**WHAT TO DO**
Reproduce the following data verbatim, keeping every line in its original order.

^^^^

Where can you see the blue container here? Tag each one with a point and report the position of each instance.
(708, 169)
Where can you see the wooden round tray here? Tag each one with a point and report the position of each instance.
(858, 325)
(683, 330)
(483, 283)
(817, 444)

^^^^

**SOLUTION TO THE EXERCISE**
Where can you see the blue container here? Tag each one with a point and report the position of each instance.
(708, 169)
Where can you see the wooden round tray here? Tag each one with a point and report the position of each instance.
(858, 325)
(683, 330)
(483, 283)
(817, 444)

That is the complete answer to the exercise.